→ Given data:

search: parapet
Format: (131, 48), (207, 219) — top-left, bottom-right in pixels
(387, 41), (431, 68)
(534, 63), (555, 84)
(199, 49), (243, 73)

→ Problem description:
Copy every one of the records above line for line, changing nothing.

→ Task answer:
search: parapet
Format: (131, 48), (207, 219) — top-left, bottom-right in pixels
(387, 41), (431, 68)
(534, 63), (555, 84)
(199, 49), (243, 73)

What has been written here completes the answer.